What this exercise asks:
A. In the fixing belt passage, what thickness does the silicone rubber elastic layer have?
B. For each statement below, say whether it agrees with the fixing belt passage and quote the deciding words: (i) The separator 32 is placed upstream from the fixing nip N. (ii) The fixing belt 80 turns through friction with the pressure roller 84. (iii) In this exemplary embodiment, the fixing nip N is curved.
C. Carry on the fixing belt passage, starting after its final sentence.

Text passage:
However, as the pressure roller 84 and the fixing belt 80 sandwich
and press the unfixed toner image on the sheet S passing through
the fixing nip N, slight surface asperities of the fixing belt 80
may be transferred onto the toner image on the sheet S, resulting
in variation in gloss of the solid toner image on the sheet S.
[0055] To address this circumstance, the elastic layer made of
silicone rubber has a thickness not smaller than 100 micrometers.
As the elastic layer deforms, the elastic layer absorbs slight
surface asperities of the fixing belt 80, suppressing variation in
gloss of the toner image on the sheet S. As illustrated in FIG. 2,
as the pressure roller 84 rotates in the rotation direction D84,
the fixing belt 80 rotates in the rotation direction D80 in
accordance with rotation of the pressure roller 84 by friction
between the pressure roller 84 and the fixing belt 80. At the
fixing nip N, the fixing belt 80 rotates as the fixing belt 80 is
sandwiched between the pressure roller 84 and the nip formation pad
88; at a circumferential span of the fixing belt 80 other than the
fixing nip N, the fixing belt 80 rotates while the fixing belt 80
is supported at each lateral end in the axial direction thereof to
retain a tubular shape. Thus, the fixing belt 80 is retained
circular in cross-section stably. As illustrated in FIG. 2, a
separator 32 is disposed downstream from the fixing nip N in the
sheet conveyance direction DS to separate the sheet S from the
fixing belt 80.
[0056] According to this exemplary embodiment, as illustrated in
FIGS. 2 and 3, the fixing nip N is planar. Alternatively, the
fixing nip N may define a curve projecting toward the fixing belt
80 to produce a recess in the fixing belt 80 in cross-section or
other shapes. If the fixing nip N defines the recess in the fixing
belt 80, the recessed fixing nip N directs the leading edge of the
sheet S toward the pressure roller 84 as the sheet S is ejected
from the fixing nip N, facilitating separation of the sheet S from
the fixing belt 80 and suppressing jamming of the sheet S. In this
case, a nip formation face of the nip formation pad 88 is contoured
into the recess. Similarly, a fixing nip side face of the lateral
end heater 112, serving as a tertiary heater coupled with the nip
formation pad 88, may be contoured along the recessed nip formation
face of the nip formation pad 88.
[0057] A detailed description is now given of a configuration of
the stay 90.

Supplied information:
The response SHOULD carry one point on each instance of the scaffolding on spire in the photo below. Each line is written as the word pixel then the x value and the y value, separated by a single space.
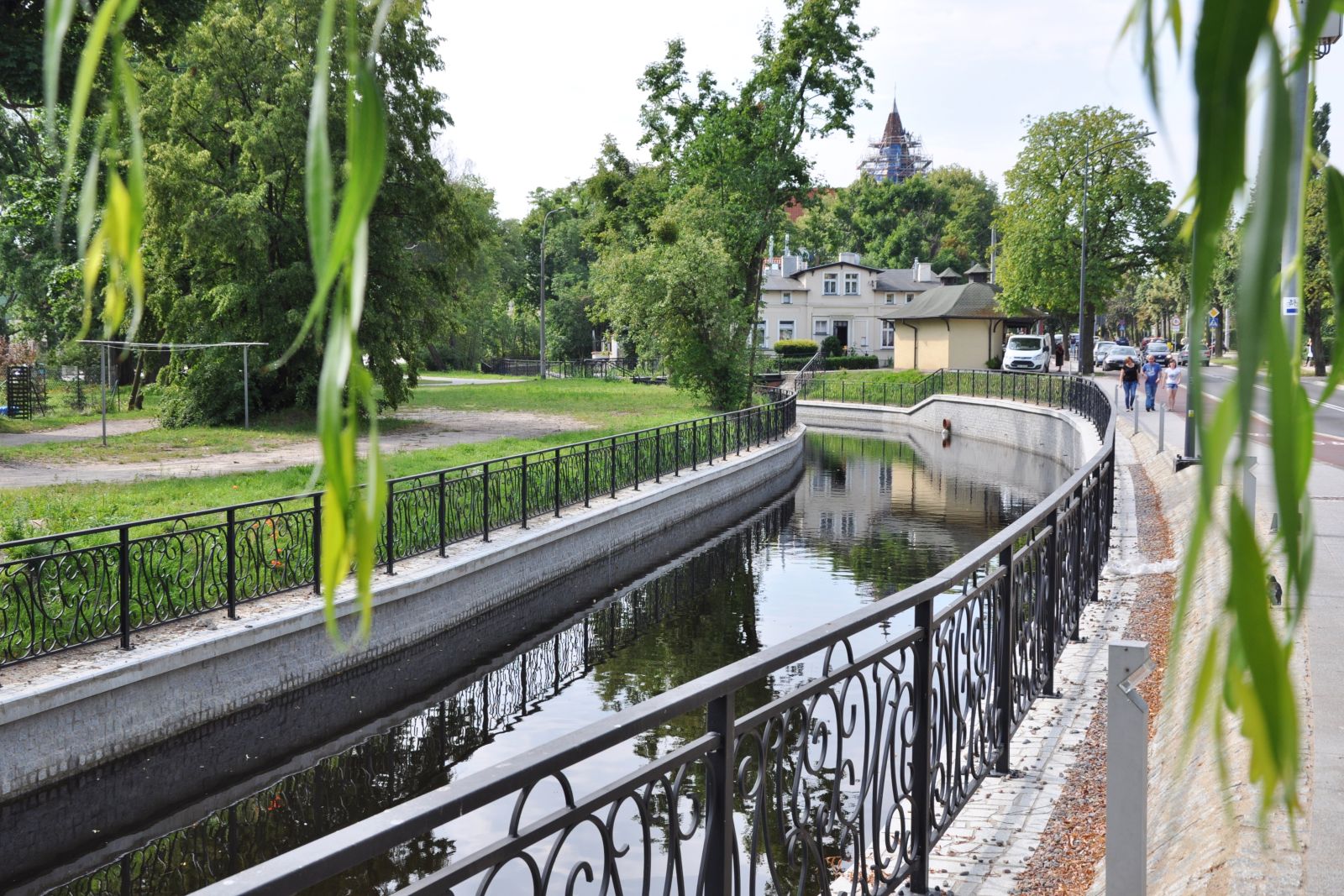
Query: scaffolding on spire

Answers below:
A. It is not smaller than 100 micrometers.

B.
(i) No: "a separator 32 is disposed downstream from the fixing nip N in the sheet conveyance direction DS"
(ii) Yes: "in accordance with rotation of the pressure roller 84 by friction between the pressure roller 84 and the fixing belt 80"
(iii) No: "the fixing nip N is planar"

C.
[0058] The stay 90 supports the nip formation pad 88 against
pressure from the pressure roller 84 to prevent bending of the nip
formation pad 88 and produce the even length Nw of the fixing nip N
in the sheet conveyance direction DS throughout the entire width of
the fixing belt 80 in the axial direction thereof as illustrated in
FIG. 3. As illustrated in FIG. 2, according to this exemplary
embodiment, the pressure roller 84 is pressed against the fixing
belt 80 to form the fixing nip N. Alternatively, the nip formation
assembly 86 may be pressed against the pressure roller 84 to form
the fixing nip N. The stay 90 has a mechanical strength great
enough to support the nip formation pad 88 to prevent bending of
the nip formation pad 88. The stay 90 is made of metal such as
stainless steel and iron, metallic oxide such as ceramics, or the
like. The fixing belt 80 and the components disposed inside the
loop formed by the fixing belt 80, that is, the halogen heaters 82a
and 82b, the nip formation pad 88, the lateral end heater 112, the
stay 90, and the reflector 94, may constitute a belt unit 80U
separably coupled with the pressure roller 84.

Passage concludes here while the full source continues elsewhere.